- _Task description_
Every entry, exactly as given, must be retyped.

- _Provided data_
============================================================

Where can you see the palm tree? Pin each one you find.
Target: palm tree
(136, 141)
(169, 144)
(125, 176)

============================================================

- _The answer_
Where can you see the palm tree? Pin each one you find.
Target: palm tree
(136, 141)
(169, 144)
(125, 176)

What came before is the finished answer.